───── Data to use ─────

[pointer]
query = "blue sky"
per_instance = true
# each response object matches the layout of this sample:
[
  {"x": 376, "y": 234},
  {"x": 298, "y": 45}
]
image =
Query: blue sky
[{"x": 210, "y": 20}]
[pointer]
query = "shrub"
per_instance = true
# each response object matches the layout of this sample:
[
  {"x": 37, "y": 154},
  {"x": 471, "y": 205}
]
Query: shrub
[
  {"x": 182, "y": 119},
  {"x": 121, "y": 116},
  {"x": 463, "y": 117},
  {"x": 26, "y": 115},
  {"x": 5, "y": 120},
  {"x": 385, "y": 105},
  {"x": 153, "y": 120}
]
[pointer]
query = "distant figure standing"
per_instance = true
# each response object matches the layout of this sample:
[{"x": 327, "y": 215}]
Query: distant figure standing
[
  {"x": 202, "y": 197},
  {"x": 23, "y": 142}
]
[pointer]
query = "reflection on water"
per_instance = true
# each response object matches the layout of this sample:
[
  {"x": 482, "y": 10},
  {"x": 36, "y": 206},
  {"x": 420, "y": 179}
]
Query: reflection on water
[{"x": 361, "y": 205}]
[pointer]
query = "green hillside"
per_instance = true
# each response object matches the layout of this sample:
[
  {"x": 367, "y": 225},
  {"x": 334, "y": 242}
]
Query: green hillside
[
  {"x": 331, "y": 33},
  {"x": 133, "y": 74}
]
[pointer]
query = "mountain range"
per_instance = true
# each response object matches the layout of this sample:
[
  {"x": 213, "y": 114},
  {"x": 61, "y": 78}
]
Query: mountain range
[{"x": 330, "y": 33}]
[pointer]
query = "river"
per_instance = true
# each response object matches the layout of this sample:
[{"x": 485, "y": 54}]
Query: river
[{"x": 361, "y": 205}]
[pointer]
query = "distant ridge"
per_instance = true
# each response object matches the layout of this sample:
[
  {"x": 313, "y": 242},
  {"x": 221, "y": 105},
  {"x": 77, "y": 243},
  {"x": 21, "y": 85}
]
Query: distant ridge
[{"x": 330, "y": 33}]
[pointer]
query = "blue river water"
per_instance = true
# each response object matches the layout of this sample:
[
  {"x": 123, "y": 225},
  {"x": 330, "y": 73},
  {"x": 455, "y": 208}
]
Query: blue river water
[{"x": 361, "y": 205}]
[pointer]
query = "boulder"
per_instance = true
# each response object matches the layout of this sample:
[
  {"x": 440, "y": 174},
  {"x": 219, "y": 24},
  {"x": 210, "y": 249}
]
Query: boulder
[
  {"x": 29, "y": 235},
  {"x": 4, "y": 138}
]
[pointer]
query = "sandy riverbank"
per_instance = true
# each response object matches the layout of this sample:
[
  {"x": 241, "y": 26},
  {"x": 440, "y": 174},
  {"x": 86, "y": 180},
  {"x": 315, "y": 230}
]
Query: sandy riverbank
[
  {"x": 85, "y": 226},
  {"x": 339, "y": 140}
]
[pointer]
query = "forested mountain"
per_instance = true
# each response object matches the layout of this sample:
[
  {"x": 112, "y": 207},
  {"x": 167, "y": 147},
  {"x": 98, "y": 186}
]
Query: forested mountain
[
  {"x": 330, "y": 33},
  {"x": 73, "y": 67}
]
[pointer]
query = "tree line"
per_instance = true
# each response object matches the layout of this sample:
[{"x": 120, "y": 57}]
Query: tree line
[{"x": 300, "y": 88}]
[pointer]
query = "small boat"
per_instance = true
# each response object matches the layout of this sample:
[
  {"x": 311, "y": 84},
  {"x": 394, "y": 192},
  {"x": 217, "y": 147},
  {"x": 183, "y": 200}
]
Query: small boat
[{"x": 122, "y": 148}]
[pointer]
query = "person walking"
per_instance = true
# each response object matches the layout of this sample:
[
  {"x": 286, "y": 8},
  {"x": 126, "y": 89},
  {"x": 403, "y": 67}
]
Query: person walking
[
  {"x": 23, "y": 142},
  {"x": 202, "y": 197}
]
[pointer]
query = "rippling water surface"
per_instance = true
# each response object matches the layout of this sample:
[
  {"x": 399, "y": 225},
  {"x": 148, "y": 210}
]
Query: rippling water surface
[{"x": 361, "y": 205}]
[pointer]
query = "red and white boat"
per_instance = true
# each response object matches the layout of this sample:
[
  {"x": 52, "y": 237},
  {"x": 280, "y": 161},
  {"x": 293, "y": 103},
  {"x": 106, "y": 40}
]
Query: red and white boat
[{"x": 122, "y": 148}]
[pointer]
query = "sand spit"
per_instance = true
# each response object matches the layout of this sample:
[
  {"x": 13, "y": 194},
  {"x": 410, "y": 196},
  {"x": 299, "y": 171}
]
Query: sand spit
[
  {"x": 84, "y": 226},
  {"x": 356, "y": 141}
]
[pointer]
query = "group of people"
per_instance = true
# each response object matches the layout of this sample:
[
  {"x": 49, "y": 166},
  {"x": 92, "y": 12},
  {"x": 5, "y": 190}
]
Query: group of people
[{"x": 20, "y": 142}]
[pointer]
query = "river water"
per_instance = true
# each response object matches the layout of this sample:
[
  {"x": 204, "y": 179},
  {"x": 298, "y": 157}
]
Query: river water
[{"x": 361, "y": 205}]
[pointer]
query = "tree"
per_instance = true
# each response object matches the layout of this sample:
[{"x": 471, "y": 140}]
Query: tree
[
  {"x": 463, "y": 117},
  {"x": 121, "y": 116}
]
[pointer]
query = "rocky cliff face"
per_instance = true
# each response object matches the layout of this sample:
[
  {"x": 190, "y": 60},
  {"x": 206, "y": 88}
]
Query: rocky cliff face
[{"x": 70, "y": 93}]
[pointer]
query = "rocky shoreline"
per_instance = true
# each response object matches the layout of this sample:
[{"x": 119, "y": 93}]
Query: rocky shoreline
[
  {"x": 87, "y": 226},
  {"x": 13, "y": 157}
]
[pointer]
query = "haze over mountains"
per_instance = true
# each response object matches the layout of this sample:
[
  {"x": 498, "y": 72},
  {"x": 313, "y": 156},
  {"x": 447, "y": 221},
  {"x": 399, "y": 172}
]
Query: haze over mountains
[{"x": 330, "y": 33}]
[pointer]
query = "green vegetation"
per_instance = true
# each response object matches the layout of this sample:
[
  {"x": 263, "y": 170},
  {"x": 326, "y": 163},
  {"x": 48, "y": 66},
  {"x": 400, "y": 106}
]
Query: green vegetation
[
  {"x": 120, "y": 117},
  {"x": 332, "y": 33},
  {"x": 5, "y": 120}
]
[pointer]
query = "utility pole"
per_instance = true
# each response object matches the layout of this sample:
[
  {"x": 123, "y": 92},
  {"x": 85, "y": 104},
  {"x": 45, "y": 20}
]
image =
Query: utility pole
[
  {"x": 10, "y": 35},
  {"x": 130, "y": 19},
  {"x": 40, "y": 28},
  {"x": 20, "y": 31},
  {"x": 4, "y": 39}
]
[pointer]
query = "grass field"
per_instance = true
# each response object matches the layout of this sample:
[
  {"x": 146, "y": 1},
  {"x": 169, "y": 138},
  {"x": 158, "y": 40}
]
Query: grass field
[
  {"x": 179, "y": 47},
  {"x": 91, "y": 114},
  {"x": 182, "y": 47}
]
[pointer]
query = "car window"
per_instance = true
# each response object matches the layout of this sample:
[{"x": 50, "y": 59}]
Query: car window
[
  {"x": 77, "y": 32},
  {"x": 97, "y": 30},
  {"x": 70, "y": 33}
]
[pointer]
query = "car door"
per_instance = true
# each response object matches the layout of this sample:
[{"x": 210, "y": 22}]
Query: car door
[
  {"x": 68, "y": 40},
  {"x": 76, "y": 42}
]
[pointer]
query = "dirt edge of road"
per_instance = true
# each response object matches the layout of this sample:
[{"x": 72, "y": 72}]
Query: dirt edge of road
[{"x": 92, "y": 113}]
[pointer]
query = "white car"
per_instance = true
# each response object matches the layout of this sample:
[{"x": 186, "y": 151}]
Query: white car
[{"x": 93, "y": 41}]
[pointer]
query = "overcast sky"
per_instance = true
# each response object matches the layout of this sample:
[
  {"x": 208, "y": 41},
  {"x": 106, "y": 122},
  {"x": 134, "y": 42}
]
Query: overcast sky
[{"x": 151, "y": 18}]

─────

▶ Objective: Show every line of the records above that contains the word "white".

▶ Task solution:
query = "red and white boat"
Query: red and white boat
query = "white car"
Query: white car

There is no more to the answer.